[Dataset records]

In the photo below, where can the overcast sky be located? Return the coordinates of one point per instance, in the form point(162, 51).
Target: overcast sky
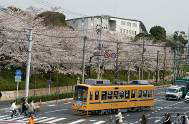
point(171, 14)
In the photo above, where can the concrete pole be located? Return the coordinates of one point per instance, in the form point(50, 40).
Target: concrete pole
point(99, 48)
point(83, 62)
point(28, 62)
point(157, 67)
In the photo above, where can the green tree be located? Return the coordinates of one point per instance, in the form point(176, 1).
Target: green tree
point(159, 33)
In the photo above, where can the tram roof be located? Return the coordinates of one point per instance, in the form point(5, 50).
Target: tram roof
point(114, 85)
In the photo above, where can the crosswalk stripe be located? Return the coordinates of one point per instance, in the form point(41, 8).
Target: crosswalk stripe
point(2, 116)
point(99, 122)
point(5, 118)
point(59, 119)
point(16, 118)
point(156, 121)
point(36, 119)
point(78, 121)
point(46, 119)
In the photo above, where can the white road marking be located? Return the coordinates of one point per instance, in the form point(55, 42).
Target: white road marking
point(92, 120)
point(59, 119)
point(52, 105)
point(99, 122)
point(48, 119)
point(56, 110)
point(2, 116)
point(16, 118)
point(78, 121)
point(156, 121)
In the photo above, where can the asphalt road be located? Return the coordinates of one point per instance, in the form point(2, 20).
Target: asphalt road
point(61, 113)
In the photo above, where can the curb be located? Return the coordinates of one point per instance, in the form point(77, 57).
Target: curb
point(59, 100)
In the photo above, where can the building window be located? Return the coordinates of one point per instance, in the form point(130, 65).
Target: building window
point(121, 94)
point(109, 94)
point(129, 31)
point(133, 32)
point(91, 95)
point(134, 25)
point(104, 95)
point(128, 24)
point(97, 95)
point(115, 94)
point(127, 94)
point(139, 93)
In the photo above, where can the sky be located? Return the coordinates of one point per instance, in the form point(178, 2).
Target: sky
point(173, 15)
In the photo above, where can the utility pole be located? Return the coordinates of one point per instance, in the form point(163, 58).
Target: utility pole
point(174, 66)
point(99, 32)
point(117, 60)
point(157, 67)
point(142, 59)
point(28, 62)
point(83, 62)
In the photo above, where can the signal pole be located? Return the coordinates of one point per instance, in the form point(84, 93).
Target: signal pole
point(157, 68)
point(117, 60)
point(142, 59)
point(28, 62)
point(83, 62)
point(99, 32)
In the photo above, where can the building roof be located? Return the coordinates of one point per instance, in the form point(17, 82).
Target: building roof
point(107, 16)
point(103, 16)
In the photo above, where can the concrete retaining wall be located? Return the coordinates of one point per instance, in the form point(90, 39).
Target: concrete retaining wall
point(11, 95)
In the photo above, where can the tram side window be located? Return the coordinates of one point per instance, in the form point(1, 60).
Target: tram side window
point(121, 95)
point(109, 94)
point(150, 93)
point(127, 94)
point(91, 95)
point(97, 95)
point(133, 93)
point(115, 94)
point(104, 95)
point(145, 93)
point(139, 93)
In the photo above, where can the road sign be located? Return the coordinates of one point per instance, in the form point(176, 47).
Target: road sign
point(18, 72)
point(114, 55)
point(107, 54)
point(18, 78)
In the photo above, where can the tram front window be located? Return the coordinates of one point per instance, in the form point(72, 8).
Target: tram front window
point(81, 93)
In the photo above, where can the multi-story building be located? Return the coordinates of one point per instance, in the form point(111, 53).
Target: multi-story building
point(129, 27)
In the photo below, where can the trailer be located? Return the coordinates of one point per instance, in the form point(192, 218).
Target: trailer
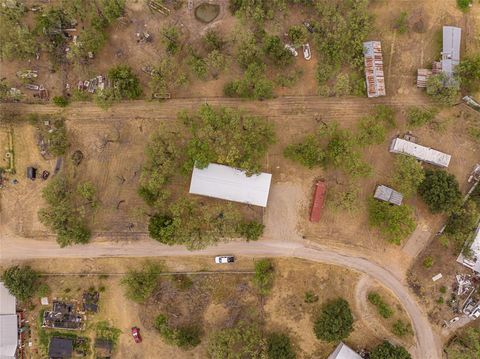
point(318, 201)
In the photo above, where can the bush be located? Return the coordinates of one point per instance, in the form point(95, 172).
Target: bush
point(395, 223)
point(408, 176)
point(263, 277)
point(140, 284)
point(251, 230)
point(60, 101)
point(21, 282)
point(389, 351)
point(185, 338)
point(417, 116)
point(279, 346)
point(335, 322)
point(383, 308)
point(400, 328)
point(440, 191)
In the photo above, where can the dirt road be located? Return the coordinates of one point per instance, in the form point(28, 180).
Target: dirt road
point(427, 344)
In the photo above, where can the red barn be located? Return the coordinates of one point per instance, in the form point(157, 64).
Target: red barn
point(318, 201)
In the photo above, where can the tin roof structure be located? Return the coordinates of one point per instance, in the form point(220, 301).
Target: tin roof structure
point(451, 48)
point(8, 324)
point(473, 261)
point(373, 58)
point(342, 351)
point(386, 194)
point(422, 153)
point(231, 184)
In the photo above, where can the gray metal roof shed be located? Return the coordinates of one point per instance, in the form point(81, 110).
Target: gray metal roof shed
point(387, 194)
point(231, 184)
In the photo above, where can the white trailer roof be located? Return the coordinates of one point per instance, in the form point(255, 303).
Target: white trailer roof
point(231, 184)
point(422, 153)
point(9, 336)
point(8, 302)
point(344, 352)
point(451, 48)
point(473, 262)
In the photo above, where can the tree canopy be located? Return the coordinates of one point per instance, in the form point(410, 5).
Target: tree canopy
point(21, 281)
point(440, 191)
point(335, 322)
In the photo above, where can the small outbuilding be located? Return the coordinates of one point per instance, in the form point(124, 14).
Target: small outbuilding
point(422, 153)
point(231, 184)
point(60, 348)
point(342, 351)
point(387, 194)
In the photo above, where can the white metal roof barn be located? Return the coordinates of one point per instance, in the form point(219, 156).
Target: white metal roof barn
point(422, 153)
point(231, 184)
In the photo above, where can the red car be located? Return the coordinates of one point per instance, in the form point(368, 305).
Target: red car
point(136, 334)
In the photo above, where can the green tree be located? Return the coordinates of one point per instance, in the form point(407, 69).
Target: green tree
point(251, 230)
point(408, 175)
point(335, 322)
point(389, 351)
point(125, 84)
point(468, 71)
point(465, 345)
point(440, 191)
point(443, 89)
point(254, 85)
point(279, 346)
point(227, 136)
point(242, 341)
point(298, 35)
point(395, 223)
point(140, 284)
point(264, 275)
point(21, 281)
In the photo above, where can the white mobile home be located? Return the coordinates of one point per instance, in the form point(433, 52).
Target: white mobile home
point(422, 153)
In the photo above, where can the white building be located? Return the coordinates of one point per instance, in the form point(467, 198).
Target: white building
point(472, 262)
point(422, 153)
point(8, 324)
point(231, 184)
point(344, 352)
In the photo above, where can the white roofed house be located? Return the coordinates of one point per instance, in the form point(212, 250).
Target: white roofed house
point(342, 351)
point(8, 324)
point(422, 153)
point(231, 184)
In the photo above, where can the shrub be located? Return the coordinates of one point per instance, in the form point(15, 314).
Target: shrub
point(60, 101)
point(440, 191)
point(400, 328)
point(279, 346)
point(389, 351)
point(21, 281)
point(395, 223)
point(417, 116)
point(335, 322)
point(140, 284)
point(383, 308)
point(263, 277)
point(251, 230)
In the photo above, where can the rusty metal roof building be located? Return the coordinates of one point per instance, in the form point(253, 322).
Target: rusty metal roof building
point(451, 48)
point(374, 75)
point(422, 153)
point(387, 194)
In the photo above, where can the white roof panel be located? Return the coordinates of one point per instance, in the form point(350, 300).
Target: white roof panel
point(231, 184)
point(473, 262)
point(344, 352)
point(422, 153)
point(9, 336)
point(8, 302)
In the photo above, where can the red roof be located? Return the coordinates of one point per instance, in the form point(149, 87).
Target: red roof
point(318, 201)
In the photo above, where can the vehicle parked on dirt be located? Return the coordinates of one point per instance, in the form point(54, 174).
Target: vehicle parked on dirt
point(224, 259)
point(136, 335)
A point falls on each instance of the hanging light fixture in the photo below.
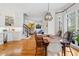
(48, 15)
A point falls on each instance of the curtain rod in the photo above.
(65, 9)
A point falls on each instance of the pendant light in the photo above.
(48, 15)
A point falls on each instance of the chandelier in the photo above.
(48, 15)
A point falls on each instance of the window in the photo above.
(71, 18)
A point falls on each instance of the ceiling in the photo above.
(32, 9)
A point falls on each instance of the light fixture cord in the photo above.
(48, 7)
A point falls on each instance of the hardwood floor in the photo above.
(25, 47)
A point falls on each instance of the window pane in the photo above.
(72, 21)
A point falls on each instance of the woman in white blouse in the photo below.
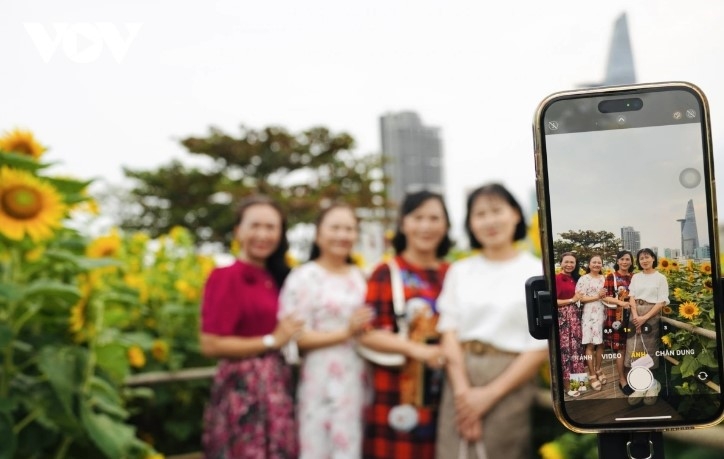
(649, 291)
(492, 359)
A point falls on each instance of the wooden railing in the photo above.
(712, 437)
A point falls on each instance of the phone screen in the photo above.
(628, 226)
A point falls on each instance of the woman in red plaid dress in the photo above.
(401, 420)
(616, 323)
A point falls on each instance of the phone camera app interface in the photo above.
(631, 247)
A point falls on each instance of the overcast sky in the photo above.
(649, 194)
(116, 83)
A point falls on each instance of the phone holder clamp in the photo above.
(611, 445)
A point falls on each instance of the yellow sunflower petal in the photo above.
(28, 206)
(21, 142)
(689, 310)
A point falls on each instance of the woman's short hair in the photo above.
(575, 274)
(276, 264)
(411, 202)
(620, 254)
(316, 252)
(650, 252)
(497, 190)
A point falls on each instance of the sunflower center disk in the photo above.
(21, 202)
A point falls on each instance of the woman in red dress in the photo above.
(569, 320)
(251, 411)
(617, 312)
(401, 422)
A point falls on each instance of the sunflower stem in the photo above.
(11, 276)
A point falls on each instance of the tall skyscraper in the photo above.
(689, 233)
(631, 239)
(620, 65)
(413, 154)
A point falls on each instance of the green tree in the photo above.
(304, 171)
(587, 243)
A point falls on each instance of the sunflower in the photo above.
(28, 206)
(188, 291)
(708, 284)
(136, 357)
(159, 350)
(551, 450)
(105, 246)
(291, 260)
(21, 142)
(666, 339)
(688, 310)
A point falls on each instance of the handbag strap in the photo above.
(480, 452)
(641, 335)
(398, 297)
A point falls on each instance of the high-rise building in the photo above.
(413, 154)
(630, 238)
(702, 252)
(689, 233)
(620, 65)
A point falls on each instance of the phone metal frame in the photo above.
(546, 249)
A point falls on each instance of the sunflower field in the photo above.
(78, 316)
(688, 326)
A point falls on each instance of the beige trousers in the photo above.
(506, 428)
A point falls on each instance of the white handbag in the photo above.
(615, 294)
(646, 360)
(390, 359)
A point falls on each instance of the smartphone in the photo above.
(630, 169)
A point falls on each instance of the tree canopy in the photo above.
(303, 171)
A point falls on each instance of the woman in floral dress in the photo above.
(591, 291)
(328, 293)
(251, 411)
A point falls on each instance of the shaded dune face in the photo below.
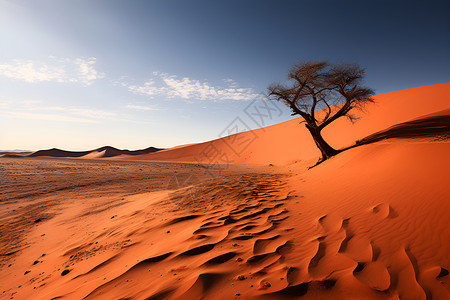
(290, 142)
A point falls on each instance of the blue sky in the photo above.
(132, 74)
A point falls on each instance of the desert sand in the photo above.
(370, 223)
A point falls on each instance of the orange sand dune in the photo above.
(370, 223)
(288, 142)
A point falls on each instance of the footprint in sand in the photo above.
(385, 211)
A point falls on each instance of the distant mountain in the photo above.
(14, 151)
(106, 151)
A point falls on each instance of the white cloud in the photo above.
(34, 109)
(54, 70)
(140, 107)
(86, 70)
(186, 88)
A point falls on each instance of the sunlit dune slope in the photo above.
(106, 151)
(289, 141)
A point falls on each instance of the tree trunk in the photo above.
(326, 150)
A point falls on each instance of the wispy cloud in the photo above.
(163, 84)
(140, 107)
(45, 116)
(54, 70)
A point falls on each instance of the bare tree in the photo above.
(321, 93)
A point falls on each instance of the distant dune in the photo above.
(106, 151)
(288, 142)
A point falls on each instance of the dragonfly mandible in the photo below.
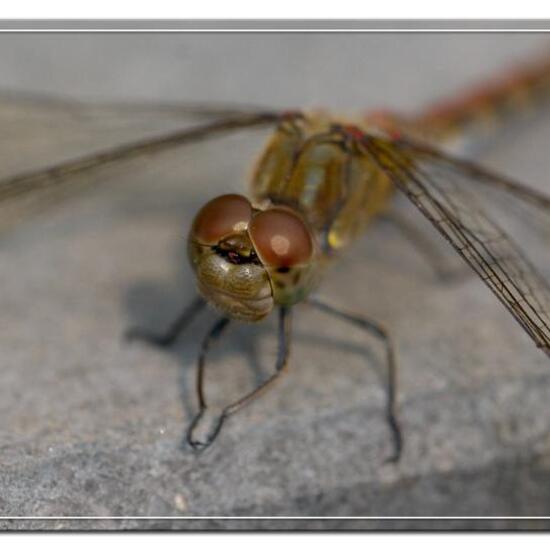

▶ [EXERCISE] All lines from the one holding "A point falls on each instance of the tree canopy" to the end of the listing above need to be duplicated exactly. None of the pictures should be included.

▶ [SOLUTION TO THIS EXERCISE]
A point falls on each instance of the tree canopy in the photo above.
(303, 171)
A point falls on each instance of the woman in floral dress in the photo above.
(591, 291)
(328, 293)
(251, 411)
A point falls on each instance of the shaded dune face in the photo below.
(290, 142)
A point falls on each instance of the blue sky in the photo above.
(132, 74)
A point falls on each instance of the desert sand in the photo above.
(370, 223)
A point falls on each instance of the orange sand dune in the photo above.
(370, 223)
(288, 142)
A point falls on each instance of the footprint in sand in the photo above.
(385, 211)
A point falls on each instance of the distant mountain in the photo above.
(14, 151)
(106, 151)
A point falls on each instance of the white cloud in the photo above.
(34, 109)
(54, 70)
(140, 107)
(86, 70)
(186, 88)
A point falls on each instance of the sunlit dune slope in the photo above.
(106, 151)
(289, 141)
A point falls on each instance of the tree trunk in the photo above.
(326, 150)
A point falls on each instance of the wispy cloud in the photo above.
(163, 84)
(140, 107)
(45, 116)
(54, 70)
A point falls on each instance of the bare tree in the photo above.
(321, 93)
A point falls on each instance of the distant dune in the photo above.
(106, 151)
(288, 142)
A point falls on each instance of the dragonfly mandible in the photo below.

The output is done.